| Extract to read |
* * *

A Career in Accompaniment
What did I know, what did I know
of love’s austere and lonely offices?Robert Hayden, “Those winter Sundays”.
Northumbrian poet Alex Reed’s debut pamphlet is weighted by his former professional and academic capacities in family therapy, and more gravely by his personal experience of caring for his partner Jan who has multiple sclerosis. The severity of her condition offers them both “a future where there is no ‘escape without damage.’” Openly autobiographical, A Career in Accompaniment deals with the deterioration inherent in her condition and the damage inflicted on both sufferer and carer in the harrowing last stages, never flinching in its pained and painful observation.
Perhaps it is worth examining some wider thoughts about poetry rising from tragic circumstance. Poets have always had an essential role in keening the nigh unspeakable – some of history’s finest poetry does exactly that. Alas, there is also a glut of heartfelt verse which is frankly poor, published too eagerly by certain places, perhaps in misguided sympathy. However, journals of the calibre of The Butcher’s Dog, and web presences like Ink, Sweat and Tears and The Lumen (where a number of these poems have appeared) never offer mere damp shoulders. V Press demonstrates that same integrity. This review seeks to examine these poems critically rather than undermine them with (in this context) misplaced kindness. Thankfully, that has not proved problematic. Alex Reed can write.

* * *

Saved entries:
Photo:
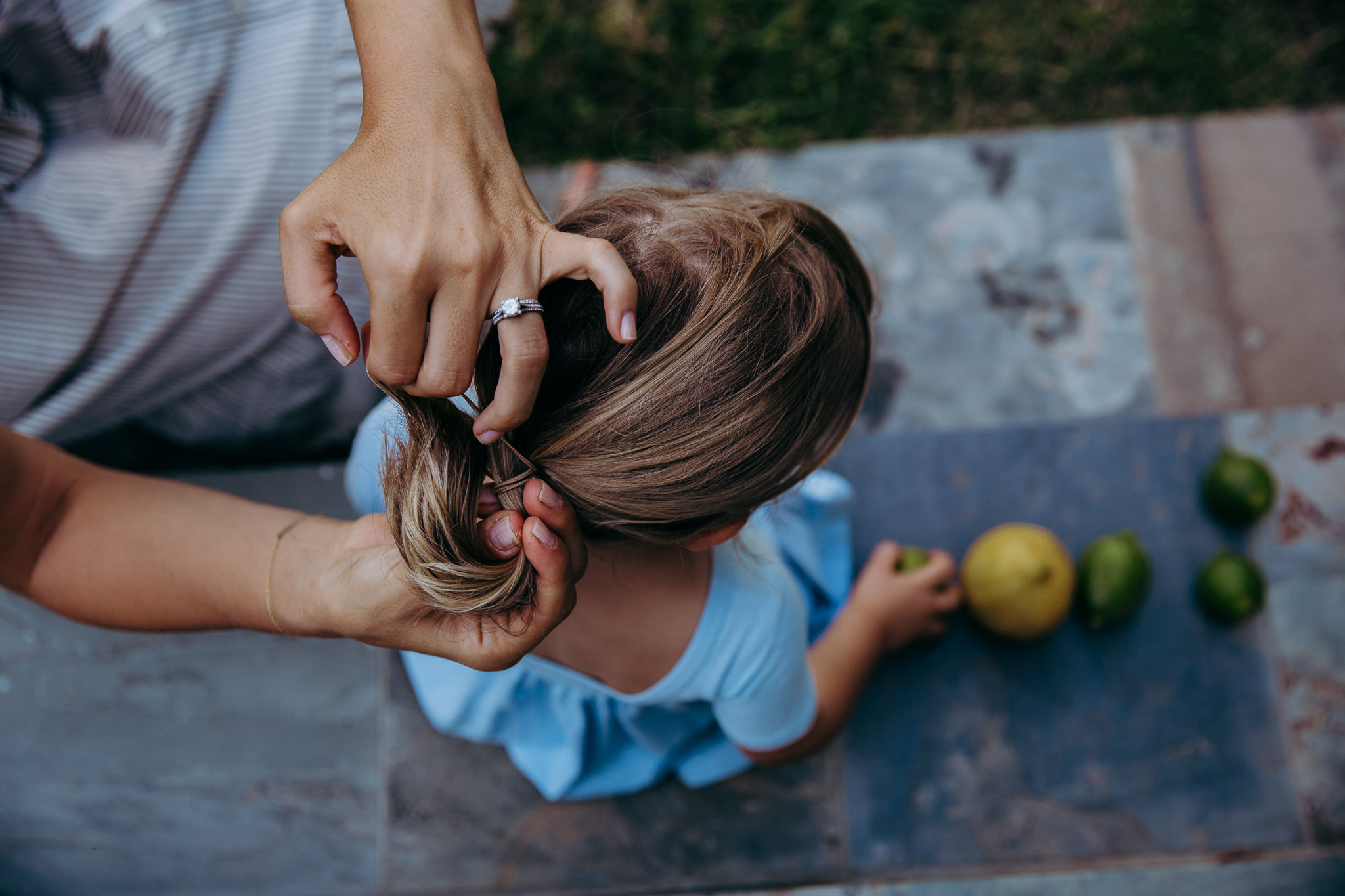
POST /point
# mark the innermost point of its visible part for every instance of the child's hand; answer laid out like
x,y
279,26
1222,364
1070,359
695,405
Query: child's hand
x,y
906,606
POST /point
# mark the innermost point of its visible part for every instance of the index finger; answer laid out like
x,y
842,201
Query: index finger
x,y
598,261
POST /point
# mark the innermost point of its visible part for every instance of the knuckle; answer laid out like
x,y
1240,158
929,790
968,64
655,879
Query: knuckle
x,y
468,253
529,354
393,372
444,382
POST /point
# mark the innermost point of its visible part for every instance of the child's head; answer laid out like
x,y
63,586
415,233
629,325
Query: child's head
x,y
749,368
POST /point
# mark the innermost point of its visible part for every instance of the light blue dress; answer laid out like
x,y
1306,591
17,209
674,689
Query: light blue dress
x,y
743,680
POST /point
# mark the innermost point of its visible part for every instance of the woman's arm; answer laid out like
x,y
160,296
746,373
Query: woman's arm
x,y
127,551
432,202
887,610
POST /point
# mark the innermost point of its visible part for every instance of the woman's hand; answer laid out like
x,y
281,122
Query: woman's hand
x,y
432,202
362,590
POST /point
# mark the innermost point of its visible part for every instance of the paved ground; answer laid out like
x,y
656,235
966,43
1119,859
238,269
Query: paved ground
x,y
1074,322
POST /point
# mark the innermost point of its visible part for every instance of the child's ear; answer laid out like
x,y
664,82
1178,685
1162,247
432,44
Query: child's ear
x,y
716,536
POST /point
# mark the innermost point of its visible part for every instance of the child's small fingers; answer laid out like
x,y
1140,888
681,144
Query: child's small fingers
x,y
937,571
883,559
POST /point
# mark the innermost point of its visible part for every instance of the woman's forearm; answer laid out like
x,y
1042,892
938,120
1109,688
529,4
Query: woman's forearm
x,y
133,553
841,660
423,61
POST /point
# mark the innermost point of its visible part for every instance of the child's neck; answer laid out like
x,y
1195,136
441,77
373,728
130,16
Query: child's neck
x,y
636,612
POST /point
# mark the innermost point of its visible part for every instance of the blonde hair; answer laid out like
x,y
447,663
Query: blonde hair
x,y
749,368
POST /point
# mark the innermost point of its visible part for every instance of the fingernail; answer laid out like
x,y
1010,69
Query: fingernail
x,y
549,498
502,536
338,351
542,534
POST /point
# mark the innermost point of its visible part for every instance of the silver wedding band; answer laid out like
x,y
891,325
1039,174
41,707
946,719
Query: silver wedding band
x,y
514,308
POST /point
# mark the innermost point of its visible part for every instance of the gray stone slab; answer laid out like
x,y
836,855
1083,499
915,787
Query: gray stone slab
x,y
197,763
1002,264
1301,545
464,820
1160,735
1312,876
314,488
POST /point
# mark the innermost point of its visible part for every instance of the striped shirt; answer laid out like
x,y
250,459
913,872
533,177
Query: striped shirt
x,y
147,148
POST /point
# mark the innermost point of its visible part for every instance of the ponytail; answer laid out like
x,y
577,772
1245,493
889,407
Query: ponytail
x,y
432,484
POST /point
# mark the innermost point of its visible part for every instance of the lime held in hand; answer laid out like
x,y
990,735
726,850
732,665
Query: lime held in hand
x,y
1238,489
912,558
1114,576
1229,587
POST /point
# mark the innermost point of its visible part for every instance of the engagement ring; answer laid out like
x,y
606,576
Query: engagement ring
x,y
514,308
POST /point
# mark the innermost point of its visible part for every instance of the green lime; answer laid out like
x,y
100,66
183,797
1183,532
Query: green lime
x,y
912,558
1231,587
1238,489
1114,576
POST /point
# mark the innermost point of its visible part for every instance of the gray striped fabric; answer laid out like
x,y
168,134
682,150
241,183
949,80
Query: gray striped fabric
x,y
147,150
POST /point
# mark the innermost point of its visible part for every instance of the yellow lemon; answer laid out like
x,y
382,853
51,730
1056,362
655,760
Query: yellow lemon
x,y
1019,580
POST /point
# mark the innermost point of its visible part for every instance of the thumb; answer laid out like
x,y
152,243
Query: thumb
x,y
554,581
309,263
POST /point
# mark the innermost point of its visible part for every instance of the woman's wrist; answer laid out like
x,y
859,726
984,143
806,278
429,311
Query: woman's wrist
x,y
304,580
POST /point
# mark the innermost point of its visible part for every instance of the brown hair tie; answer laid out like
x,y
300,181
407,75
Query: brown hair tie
x,y
514,481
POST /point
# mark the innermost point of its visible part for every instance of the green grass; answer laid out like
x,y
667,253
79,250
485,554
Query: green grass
x,y
651,79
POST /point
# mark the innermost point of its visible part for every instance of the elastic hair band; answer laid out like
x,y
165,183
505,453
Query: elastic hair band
x,y
514,481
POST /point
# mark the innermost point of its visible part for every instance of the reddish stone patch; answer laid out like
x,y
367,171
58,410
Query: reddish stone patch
x,y
1300,515
1327,449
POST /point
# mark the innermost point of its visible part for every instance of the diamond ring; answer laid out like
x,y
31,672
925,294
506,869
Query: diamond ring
x,y
516,307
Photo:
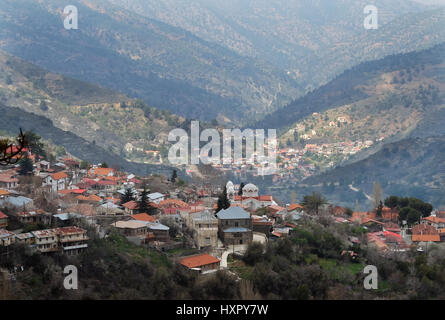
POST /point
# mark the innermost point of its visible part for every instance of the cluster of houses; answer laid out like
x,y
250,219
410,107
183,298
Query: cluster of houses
x,y
94,196
67,240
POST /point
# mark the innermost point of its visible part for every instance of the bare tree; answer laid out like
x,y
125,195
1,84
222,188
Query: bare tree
x,y
377,195
10,152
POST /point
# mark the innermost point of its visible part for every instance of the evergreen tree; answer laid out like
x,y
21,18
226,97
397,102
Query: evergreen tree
x,y
35,145
223,201
143,202
240,190
174,176
379,209
313,203
127,196
26,166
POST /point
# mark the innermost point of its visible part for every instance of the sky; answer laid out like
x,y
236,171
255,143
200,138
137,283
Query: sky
x,y
441,2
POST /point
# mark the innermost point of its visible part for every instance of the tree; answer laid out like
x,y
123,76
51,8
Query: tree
x,y
174,176
379,209
240,190
26,166
43,106
127,196
313,202
377,195
84,164
104,165
254,253
143,202
35,145
223,201
410,215
392,202
349,212
10,152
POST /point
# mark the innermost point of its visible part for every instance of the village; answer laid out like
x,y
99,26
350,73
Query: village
x,y
50,209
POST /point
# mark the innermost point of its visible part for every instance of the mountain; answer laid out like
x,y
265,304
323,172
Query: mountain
x,y
312,40
410,167
378,98
393,111
13,119
166,66
96,114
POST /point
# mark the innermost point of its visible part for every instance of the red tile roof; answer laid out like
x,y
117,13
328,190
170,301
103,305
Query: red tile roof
x,y
425,238
199,261
143,217
131,205
59,175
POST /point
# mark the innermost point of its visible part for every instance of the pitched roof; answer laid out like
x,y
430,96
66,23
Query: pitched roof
x,y
233,213
101,171
176,203
131,205
130,224
143,217
199,261
423,229
294,206
434,219
425,238
59,175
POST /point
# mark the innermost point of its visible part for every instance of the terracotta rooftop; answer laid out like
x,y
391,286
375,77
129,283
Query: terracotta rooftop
x,y
199,261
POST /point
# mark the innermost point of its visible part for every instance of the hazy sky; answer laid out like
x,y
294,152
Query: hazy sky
x,y
431,1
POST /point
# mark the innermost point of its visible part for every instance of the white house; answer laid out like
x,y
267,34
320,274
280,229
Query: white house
x,y
56,181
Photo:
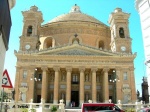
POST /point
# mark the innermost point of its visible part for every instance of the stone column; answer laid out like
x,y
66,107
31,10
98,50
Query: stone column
x,y
81,85
44,84
17,83
56,84
118,85
105,85
68,86
94,84
132,84
31,89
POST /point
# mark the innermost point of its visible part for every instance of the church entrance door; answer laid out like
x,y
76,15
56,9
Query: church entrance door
x,y
75,98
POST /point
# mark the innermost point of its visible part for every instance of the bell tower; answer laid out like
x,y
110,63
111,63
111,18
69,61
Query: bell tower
x,y
119,26
29,40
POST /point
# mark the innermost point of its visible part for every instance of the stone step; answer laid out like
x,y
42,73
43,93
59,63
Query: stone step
x,y
72,110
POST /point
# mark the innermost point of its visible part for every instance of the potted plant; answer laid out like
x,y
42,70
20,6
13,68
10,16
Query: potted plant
x,y
54,109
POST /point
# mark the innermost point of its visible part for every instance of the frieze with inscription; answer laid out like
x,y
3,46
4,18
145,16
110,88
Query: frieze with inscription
x,y
68,30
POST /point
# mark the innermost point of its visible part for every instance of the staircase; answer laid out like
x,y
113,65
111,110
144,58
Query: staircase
x,y
73,109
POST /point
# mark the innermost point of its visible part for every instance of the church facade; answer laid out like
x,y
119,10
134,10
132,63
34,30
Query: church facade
x,y
75,57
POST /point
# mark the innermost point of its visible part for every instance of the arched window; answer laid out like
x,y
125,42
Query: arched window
x,y
101,44
121,32
75,40
48,42
29,31
63,95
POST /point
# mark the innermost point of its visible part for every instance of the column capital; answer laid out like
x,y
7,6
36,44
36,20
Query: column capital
x,y
56,68
105,69
69,69
18,67
131,68
82,69
94,69
44,68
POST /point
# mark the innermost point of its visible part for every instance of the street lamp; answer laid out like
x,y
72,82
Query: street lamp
x,y
113,80
34,76
6,106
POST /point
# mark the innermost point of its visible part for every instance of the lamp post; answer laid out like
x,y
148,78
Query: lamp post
x,y
36,77
113,80
6,106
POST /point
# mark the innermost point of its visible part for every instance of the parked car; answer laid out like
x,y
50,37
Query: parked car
x,y
98,107
144,109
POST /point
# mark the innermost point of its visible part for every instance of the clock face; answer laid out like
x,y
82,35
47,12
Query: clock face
x,y
27,46
123,48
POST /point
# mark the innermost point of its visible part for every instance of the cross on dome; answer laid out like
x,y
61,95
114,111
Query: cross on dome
x,y
75,9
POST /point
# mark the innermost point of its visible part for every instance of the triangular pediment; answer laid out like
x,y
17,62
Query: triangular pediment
x,y
76,50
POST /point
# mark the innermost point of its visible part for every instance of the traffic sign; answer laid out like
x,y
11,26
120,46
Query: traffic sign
x,y
6,82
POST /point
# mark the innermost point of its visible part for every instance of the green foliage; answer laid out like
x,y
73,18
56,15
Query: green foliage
x,y
130,110
54,109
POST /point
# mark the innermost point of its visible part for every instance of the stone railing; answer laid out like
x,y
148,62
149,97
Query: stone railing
x,y
31,107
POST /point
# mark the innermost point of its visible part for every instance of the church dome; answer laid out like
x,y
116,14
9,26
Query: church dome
x,y
75,15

* * *

| Problems and tasks |
**a.** According to the review of A Career in Accompaniment, what condition does Alex Reed's partner Jan have?
**b.** Set down everything in the review of A Career in Accompaniment from "Perhaps it is" down to "Reed can write.".
**c.** Resume the review of A Career in Accompaniment from where it stops.
The saved entries may be disregarded.

| Answers provided |
**a.** Multiple sclerosis.

**b.**
Perhaps it is worth examining some wider thoughts about poetry rising from tragic circumstance. Poets have always had an essential role in keening the nigh unspeakable – some of history’s finest poetry does exactly that. Alas, there is also a glut of heartfelt verse which is frankly poor, published too eagerly by certain places, perhaps in misguided sympathy. However, journals of the calibre of The Butcher’s Dog, and web presences like Ink, Sweat and Tears and The Lumen (where a number of these poems have appeared) never offer mere damp shoulders. V Press demonstrates that same integrity. This review seeks to examine these poems critically rather than undermine them with (in this context) misplaced kindness. Thankfully, that has not proved problematic. Alex Reed can write.

**c.**
Opening with the prose poem “Things illness stole”, we find Jan, prior to diagnosis, at the cusp of their relationship; rather as Les Murray’s poem “It Allows a Portrait in Line-Scan At Fifteen”, does the much-needed job of untangling his son from his autism, this offers a vibrant ten line picture of a woman, completely charged and changed by the title’s significance. The magnitude of their loss is caught in the final, soon-to-be-ironic words – “Everything’s going to be alright” – happily lipsticked on her mirror. Ominously, these words hang over a deliberately disproportionate whitespace.
Over the page, “Fall” parallels the first physical and psychological manifestations, “for all the falling to come”. Poetry does this so well, perhaps particularly short poetry … the terse, the necessarily packed, every word earning its place three times over. There’s no room for the loose paragraph, or redundant sentence, which also carries a truth about the poet’s situation. What Neil Astley has elsewhere termed “real poems for unreal times” underlines the necessary quality here. Doubtless Reed’s situation would not afford him the luxury of writing an expansive novel, should he have so wished; arguably, poetry is the required medium in extremis.
If only we might
rise, pull on our coats, walk out
to the bustle and bite of Newcastle.
Consider “Woken by your cough”, as he finishes with
It dawns – flame licking dry wood –
I live in a state of rage[.]
In that deft, layered couplet he demolishes society’s conveniently dangerous myth of the sainted carer, content, without need of his own. Would a novel have required a chapter to take the reader there? Just as the poet’s brief gift of too-short time has loaded and condensed his lines on departure, the reader’s reception is correspondingly focused.
The list poem “Case notes” offers associations of what MS has come to mean for both partners, while throughout the collection, italicised voices of direct speech are used sparingly, with a searingly direct hit “May I use your phone?”, “Just keep going. I try”, “Is she conscious? /I say Sort of”, as the ordinary phrases bow with the hellish… Elsewhere, such as in “Her half-life”, a gentle evocation of nature in seventeen words is entirely subverted by mention of his partner in the last four.
In his final poem, he hymns…
Remove yourself.
Take these things –
pencil, prayer-wheel and blade
to fashion an opening.
In A Career in Accompaniment, Alex Reed has done all that, with dignity, courage and respect to his partner, their situation and to poetry.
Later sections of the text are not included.